- **Instruction**:
Show every line of the entries below that contains the word "with".

[Coordinate annotation entries]
↓↓↓

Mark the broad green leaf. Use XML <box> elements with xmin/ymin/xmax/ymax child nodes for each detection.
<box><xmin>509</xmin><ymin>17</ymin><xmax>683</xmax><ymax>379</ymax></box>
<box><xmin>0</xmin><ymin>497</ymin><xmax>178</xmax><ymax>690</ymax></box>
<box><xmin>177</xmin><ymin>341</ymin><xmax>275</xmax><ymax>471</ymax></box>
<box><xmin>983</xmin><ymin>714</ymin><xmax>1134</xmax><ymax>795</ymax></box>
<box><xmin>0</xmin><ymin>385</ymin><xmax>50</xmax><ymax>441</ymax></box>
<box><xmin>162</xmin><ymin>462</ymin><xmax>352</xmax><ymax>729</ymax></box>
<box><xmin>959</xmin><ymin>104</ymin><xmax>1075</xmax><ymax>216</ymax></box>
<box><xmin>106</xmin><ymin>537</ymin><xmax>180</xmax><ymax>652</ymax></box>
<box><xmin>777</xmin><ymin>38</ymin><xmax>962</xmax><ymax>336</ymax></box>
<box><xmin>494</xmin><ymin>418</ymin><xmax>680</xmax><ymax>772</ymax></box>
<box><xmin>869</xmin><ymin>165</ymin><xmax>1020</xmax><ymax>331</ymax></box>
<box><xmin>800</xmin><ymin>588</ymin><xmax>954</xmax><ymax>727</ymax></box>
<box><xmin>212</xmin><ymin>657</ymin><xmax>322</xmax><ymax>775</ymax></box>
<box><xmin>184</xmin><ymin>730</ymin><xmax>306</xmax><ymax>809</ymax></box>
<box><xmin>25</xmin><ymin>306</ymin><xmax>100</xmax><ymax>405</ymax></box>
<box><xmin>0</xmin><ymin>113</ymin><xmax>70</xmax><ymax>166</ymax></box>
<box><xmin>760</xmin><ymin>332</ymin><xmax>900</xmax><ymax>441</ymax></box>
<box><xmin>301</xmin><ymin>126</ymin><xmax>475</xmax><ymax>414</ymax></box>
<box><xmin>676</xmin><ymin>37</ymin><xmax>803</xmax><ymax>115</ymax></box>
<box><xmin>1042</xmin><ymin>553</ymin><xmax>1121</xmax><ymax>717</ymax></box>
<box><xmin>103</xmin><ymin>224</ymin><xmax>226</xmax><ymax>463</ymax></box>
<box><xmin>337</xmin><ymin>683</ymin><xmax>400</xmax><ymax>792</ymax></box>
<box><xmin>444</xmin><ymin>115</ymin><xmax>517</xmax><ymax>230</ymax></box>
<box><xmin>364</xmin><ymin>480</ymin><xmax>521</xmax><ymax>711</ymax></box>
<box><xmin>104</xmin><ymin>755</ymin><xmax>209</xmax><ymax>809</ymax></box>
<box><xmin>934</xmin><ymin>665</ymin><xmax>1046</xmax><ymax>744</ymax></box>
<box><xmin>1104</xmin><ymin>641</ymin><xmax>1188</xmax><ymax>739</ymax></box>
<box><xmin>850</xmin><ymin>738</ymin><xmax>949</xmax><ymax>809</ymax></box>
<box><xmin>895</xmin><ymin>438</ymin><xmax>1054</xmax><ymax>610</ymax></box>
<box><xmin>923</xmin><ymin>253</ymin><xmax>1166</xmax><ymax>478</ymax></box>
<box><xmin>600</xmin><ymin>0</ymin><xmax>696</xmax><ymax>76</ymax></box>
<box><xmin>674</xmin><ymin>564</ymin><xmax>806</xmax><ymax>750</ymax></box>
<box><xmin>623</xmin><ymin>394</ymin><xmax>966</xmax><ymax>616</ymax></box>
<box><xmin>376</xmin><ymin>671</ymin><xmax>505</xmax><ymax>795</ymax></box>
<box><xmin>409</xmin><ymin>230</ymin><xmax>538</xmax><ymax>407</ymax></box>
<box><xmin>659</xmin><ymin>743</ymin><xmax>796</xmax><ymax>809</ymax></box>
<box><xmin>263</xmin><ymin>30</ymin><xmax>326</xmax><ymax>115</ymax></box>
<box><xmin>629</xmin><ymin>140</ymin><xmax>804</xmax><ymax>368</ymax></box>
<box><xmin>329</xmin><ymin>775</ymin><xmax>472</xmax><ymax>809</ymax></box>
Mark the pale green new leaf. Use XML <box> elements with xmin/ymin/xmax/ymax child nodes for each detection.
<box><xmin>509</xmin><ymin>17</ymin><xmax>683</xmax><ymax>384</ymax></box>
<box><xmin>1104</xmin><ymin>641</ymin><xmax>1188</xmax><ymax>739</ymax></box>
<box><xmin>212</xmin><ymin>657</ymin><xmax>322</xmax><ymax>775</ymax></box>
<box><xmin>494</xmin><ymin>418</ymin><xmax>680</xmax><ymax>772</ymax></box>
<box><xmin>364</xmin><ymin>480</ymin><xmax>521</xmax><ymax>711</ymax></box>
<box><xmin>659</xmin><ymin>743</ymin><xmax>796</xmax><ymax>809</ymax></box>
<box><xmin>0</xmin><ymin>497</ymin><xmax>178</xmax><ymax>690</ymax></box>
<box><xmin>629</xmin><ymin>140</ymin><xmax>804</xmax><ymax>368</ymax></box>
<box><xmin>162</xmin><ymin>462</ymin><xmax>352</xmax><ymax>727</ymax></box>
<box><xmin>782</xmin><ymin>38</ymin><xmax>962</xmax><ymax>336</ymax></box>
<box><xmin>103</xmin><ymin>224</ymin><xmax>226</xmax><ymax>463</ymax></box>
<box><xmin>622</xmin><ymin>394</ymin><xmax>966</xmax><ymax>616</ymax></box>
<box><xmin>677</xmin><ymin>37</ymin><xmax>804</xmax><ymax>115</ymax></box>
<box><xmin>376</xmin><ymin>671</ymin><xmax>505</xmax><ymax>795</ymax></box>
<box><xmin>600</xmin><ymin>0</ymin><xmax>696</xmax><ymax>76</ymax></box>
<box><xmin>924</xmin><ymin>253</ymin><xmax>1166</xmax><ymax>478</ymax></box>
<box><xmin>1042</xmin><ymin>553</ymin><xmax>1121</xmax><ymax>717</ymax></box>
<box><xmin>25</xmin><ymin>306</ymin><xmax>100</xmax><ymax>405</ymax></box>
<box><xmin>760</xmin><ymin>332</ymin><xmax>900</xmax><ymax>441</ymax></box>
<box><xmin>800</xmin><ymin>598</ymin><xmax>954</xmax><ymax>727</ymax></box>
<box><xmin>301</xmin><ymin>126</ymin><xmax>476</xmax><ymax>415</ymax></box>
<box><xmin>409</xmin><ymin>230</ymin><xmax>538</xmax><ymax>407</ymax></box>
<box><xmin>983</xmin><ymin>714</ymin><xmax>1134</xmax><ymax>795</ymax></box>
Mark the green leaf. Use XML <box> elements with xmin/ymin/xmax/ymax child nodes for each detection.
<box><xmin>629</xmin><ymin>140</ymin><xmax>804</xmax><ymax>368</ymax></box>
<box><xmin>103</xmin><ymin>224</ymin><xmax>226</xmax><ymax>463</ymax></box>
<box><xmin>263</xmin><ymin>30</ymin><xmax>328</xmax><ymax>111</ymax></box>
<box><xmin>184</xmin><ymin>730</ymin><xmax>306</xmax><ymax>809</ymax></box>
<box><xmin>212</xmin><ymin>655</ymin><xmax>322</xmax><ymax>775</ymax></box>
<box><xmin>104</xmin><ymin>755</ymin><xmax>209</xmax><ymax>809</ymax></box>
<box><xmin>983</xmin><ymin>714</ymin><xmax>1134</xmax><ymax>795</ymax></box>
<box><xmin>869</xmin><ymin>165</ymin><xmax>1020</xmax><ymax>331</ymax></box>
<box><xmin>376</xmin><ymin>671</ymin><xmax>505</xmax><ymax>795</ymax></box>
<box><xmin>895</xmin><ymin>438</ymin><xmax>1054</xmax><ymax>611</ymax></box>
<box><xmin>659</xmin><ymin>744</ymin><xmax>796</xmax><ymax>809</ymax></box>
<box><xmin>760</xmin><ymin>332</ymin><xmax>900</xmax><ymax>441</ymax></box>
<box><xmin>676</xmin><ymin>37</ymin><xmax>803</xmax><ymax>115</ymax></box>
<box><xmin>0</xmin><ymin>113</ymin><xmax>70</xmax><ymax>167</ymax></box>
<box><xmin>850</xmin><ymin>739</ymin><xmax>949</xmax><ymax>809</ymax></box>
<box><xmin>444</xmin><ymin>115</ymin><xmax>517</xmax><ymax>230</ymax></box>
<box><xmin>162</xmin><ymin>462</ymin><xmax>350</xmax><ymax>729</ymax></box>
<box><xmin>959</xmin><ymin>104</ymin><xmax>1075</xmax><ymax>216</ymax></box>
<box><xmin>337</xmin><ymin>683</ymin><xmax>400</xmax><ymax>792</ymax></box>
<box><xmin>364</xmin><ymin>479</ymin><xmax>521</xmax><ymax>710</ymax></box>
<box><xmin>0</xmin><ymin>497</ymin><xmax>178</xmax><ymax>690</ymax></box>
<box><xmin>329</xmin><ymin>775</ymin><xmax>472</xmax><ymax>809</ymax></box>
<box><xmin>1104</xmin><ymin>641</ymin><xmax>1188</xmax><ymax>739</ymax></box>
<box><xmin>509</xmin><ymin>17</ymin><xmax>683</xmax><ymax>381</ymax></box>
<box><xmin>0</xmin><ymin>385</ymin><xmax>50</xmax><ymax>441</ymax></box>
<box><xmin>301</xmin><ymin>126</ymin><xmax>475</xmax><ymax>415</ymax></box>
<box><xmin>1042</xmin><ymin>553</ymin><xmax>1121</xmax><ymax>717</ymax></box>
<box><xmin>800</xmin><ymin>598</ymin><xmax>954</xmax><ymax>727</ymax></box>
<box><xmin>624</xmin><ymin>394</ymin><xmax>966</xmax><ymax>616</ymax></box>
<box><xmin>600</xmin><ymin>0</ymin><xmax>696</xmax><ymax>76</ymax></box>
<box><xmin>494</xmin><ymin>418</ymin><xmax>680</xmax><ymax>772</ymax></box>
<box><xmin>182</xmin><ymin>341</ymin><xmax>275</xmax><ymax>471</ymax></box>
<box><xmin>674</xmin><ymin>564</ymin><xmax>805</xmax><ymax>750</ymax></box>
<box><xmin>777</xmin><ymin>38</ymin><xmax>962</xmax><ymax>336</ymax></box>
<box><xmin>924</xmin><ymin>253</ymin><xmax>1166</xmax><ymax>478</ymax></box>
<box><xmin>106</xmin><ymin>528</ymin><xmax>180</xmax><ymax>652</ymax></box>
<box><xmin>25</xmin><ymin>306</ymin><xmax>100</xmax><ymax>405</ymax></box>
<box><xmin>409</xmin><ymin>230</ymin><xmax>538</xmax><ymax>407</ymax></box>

↑↑↑

- **Final result**:
Mark the broad green leaf. Use XML <box> elements with xmin/ymin/xmax/ymax child nodes for each detection.
Mark the pale green new leaf. Use XML <box> elements with xmin/ymin/xmax/ymax child nodes for each detection.
Mark the green leaf. Use XML <box> elements with xmin/ymin/xmax/ymax child nodes for each detection.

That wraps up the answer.